_Exercise_:
Recast the part of the material that opens with the line containing "the white sleeveless" and closes with the line containing "x=146, y=99" as a numbered list, including both of those lines and leaving out any blank lines.

_Dataset records_:
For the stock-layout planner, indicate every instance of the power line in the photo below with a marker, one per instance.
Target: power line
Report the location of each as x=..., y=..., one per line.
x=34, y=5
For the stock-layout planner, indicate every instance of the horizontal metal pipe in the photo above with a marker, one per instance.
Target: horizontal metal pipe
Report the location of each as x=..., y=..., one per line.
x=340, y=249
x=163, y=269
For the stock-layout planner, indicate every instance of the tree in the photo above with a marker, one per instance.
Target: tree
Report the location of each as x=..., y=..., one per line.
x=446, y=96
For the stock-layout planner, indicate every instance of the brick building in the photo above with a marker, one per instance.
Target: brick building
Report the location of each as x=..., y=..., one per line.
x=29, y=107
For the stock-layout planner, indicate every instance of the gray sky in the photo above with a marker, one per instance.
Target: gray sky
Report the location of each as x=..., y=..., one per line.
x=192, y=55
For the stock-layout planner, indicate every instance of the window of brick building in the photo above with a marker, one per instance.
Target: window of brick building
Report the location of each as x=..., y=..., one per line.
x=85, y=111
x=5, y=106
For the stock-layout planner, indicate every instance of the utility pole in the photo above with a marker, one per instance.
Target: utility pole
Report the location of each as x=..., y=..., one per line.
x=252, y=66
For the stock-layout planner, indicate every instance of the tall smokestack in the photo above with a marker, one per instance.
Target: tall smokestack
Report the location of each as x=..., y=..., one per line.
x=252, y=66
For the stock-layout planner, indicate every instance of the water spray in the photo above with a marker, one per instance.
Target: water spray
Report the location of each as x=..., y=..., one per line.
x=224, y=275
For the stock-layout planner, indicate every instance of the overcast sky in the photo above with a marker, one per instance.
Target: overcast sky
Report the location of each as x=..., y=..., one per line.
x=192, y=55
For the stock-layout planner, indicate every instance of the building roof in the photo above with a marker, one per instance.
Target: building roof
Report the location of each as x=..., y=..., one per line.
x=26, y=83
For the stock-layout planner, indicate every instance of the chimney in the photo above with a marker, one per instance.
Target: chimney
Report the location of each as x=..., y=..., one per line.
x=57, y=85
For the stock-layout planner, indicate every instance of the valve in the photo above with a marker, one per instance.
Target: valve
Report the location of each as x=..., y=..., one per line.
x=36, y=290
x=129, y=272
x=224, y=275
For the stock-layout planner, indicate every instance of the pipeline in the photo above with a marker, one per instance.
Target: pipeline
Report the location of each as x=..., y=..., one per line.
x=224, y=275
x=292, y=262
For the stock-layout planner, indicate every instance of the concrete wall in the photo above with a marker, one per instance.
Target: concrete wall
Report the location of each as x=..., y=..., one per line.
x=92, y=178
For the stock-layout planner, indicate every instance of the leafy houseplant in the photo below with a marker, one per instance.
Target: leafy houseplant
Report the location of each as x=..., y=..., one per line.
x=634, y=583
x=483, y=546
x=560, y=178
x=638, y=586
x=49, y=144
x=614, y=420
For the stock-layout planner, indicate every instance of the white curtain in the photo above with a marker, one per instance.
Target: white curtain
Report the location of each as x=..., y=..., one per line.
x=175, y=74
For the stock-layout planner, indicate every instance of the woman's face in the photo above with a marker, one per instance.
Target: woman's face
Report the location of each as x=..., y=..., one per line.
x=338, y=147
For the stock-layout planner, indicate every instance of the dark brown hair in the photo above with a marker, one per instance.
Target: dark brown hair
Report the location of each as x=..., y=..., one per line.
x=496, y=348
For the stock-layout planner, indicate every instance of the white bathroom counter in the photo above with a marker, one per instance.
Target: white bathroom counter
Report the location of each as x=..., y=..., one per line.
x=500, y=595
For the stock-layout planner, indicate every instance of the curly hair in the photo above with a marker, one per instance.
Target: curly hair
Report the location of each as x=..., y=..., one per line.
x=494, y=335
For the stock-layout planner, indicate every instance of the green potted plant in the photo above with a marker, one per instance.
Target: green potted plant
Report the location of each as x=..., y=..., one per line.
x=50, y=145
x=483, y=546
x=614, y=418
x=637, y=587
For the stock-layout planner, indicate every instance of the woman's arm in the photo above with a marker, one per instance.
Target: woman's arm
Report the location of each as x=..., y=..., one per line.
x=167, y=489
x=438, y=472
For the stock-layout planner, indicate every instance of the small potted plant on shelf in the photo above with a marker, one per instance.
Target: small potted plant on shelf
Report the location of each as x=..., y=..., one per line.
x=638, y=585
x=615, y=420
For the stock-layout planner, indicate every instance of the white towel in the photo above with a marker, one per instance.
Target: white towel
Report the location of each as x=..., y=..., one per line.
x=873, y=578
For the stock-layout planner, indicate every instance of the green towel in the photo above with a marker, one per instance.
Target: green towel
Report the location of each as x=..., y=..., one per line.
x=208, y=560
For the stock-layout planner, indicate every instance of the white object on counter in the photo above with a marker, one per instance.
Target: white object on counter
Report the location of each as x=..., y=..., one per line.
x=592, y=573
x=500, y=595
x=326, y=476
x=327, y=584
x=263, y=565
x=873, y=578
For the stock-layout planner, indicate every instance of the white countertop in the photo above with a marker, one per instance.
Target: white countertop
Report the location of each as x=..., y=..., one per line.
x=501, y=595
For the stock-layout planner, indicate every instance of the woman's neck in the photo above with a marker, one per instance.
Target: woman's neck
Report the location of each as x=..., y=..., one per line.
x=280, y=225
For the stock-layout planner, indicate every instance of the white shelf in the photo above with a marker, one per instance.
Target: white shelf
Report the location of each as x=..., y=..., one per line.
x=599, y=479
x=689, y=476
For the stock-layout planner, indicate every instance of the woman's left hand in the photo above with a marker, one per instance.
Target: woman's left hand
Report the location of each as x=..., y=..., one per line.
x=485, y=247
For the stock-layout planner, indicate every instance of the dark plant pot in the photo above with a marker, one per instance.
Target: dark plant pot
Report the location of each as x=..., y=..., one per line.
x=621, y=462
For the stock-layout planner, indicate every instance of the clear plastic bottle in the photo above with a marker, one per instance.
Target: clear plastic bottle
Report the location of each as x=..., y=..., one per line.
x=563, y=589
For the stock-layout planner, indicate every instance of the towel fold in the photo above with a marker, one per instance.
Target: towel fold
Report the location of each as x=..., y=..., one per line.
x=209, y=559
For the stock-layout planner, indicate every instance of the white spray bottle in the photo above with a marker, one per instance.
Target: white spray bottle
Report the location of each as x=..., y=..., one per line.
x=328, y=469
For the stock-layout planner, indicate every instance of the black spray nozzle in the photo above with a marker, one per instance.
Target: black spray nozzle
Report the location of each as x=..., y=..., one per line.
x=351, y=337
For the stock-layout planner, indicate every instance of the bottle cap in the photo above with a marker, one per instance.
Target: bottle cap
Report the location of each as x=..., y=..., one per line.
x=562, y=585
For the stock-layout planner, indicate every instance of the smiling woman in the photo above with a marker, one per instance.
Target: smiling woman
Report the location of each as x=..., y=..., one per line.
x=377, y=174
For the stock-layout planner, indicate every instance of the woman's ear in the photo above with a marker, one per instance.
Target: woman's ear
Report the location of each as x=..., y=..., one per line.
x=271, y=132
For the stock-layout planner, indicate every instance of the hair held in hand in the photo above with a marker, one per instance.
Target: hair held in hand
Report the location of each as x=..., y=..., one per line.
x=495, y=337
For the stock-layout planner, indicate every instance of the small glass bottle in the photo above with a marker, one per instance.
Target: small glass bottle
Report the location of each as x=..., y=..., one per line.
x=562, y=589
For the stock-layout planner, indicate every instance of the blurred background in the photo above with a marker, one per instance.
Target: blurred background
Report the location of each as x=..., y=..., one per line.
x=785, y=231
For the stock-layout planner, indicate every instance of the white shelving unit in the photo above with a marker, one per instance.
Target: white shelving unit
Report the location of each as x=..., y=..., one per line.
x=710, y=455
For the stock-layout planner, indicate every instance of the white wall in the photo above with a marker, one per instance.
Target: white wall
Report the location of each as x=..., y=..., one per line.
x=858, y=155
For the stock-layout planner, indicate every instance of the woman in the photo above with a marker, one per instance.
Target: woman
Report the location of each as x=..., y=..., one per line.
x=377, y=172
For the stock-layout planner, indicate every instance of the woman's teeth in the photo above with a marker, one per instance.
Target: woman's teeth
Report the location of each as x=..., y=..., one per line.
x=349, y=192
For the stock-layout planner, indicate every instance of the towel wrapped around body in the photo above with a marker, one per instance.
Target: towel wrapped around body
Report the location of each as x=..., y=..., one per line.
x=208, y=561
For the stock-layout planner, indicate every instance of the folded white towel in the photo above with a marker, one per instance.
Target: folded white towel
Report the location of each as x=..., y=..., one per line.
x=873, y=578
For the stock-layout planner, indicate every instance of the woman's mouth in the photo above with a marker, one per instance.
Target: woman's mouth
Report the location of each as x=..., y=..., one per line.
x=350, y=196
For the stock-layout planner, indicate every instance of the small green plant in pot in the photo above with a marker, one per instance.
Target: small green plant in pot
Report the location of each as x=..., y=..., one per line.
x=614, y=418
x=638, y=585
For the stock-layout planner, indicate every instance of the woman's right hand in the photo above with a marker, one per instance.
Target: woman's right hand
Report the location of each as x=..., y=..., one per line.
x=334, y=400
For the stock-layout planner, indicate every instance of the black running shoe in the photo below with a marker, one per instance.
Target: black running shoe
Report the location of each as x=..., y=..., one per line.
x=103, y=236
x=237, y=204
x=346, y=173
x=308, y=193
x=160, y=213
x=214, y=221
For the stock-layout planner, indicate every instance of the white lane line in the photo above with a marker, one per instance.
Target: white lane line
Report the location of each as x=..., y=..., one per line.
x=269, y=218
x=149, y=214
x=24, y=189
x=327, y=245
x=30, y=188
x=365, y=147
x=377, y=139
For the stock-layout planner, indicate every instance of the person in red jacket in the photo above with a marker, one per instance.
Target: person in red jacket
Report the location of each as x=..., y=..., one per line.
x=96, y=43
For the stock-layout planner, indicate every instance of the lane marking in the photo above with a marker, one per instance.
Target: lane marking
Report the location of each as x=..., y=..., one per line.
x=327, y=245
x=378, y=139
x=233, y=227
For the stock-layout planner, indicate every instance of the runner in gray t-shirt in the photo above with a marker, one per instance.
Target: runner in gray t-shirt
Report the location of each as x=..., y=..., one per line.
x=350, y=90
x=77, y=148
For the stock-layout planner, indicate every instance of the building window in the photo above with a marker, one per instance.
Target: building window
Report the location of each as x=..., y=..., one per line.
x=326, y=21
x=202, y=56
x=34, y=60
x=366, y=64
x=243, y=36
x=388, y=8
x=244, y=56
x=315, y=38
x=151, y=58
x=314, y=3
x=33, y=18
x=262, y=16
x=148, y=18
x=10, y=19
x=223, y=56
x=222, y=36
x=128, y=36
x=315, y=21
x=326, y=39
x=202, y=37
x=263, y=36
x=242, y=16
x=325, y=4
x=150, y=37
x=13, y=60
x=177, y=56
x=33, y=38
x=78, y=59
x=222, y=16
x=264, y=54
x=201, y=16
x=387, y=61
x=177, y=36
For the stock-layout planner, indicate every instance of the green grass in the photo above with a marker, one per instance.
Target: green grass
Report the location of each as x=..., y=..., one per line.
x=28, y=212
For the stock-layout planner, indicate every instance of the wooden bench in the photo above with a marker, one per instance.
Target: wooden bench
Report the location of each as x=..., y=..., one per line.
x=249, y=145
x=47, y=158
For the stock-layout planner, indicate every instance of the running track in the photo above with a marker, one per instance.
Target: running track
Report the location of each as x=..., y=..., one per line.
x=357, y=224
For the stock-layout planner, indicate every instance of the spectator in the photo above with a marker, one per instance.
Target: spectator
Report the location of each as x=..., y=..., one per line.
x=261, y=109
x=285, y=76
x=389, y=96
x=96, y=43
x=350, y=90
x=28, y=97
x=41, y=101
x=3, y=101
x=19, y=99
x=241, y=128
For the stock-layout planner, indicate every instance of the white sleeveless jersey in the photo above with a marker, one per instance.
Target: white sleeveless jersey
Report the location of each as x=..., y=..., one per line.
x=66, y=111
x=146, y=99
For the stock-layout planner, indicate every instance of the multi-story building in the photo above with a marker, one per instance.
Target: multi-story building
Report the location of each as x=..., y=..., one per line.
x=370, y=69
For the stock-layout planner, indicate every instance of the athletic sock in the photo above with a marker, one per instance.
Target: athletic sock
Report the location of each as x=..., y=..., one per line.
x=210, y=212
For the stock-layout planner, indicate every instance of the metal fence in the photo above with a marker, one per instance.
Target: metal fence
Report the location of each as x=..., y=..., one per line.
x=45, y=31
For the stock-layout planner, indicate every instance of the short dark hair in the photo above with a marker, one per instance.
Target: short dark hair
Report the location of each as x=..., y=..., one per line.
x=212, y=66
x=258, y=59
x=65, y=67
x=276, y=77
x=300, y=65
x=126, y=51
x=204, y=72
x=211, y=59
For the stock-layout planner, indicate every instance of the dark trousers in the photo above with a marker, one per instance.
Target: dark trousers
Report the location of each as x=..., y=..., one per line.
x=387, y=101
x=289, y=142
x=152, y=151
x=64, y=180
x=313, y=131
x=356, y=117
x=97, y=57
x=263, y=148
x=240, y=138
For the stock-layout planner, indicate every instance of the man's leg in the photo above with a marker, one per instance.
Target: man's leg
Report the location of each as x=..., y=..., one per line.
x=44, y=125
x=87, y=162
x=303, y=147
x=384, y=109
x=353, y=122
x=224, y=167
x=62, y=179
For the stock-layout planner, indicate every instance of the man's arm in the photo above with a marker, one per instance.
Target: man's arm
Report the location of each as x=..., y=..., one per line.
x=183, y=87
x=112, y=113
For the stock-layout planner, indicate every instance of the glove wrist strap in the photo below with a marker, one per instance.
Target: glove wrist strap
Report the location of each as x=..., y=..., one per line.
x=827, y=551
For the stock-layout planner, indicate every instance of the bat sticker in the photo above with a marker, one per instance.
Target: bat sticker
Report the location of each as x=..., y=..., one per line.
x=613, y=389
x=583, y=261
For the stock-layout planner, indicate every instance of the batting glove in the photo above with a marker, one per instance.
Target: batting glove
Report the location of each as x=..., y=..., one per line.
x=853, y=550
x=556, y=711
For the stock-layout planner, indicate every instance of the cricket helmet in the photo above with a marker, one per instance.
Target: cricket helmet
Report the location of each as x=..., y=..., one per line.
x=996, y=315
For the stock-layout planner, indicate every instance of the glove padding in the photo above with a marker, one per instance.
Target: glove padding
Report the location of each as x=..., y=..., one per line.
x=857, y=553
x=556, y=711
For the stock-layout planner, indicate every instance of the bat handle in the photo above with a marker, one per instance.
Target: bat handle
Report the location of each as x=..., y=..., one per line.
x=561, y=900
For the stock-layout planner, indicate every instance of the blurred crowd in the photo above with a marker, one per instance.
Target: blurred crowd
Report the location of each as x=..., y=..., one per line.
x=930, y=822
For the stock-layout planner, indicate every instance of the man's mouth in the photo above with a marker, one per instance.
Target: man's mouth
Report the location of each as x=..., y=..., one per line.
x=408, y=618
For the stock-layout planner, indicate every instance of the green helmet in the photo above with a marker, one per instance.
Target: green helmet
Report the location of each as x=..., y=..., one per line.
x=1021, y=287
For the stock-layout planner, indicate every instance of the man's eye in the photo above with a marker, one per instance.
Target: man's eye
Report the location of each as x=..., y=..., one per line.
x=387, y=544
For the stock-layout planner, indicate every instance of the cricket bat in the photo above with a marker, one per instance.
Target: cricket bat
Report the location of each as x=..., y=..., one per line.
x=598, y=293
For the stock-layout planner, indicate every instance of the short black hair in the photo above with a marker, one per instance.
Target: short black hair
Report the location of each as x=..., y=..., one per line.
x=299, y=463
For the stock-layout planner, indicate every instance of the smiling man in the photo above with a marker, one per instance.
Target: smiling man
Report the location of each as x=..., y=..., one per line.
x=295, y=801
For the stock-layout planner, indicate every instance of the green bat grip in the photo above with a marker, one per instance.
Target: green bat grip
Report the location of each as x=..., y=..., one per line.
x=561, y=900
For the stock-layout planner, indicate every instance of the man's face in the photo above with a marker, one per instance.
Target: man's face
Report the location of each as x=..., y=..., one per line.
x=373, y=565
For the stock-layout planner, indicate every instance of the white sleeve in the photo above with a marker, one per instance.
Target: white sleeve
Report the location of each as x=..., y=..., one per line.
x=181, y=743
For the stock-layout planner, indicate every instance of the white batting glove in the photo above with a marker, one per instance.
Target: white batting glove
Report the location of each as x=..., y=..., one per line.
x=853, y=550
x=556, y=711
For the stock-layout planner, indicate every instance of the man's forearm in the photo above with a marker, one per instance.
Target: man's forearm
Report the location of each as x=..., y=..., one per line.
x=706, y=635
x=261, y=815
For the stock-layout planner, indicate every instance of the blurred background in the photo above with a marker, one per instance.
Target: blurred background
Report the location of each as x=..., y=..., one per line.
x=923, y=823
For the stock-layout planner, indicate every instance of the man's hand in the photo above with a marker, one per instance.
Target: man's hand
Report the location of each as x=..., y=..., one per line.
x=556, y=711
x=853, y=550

_Answer for the task_:
1. For the stock-layout planner, indicate every instance of the white sleeveless jersey in the photo above with a marker, one per instance.
2. Target: white sleeveless jersey
3. Report the location of each as x=..., y=..., one per line.
4. x=66, y=111
5. x=146, y=99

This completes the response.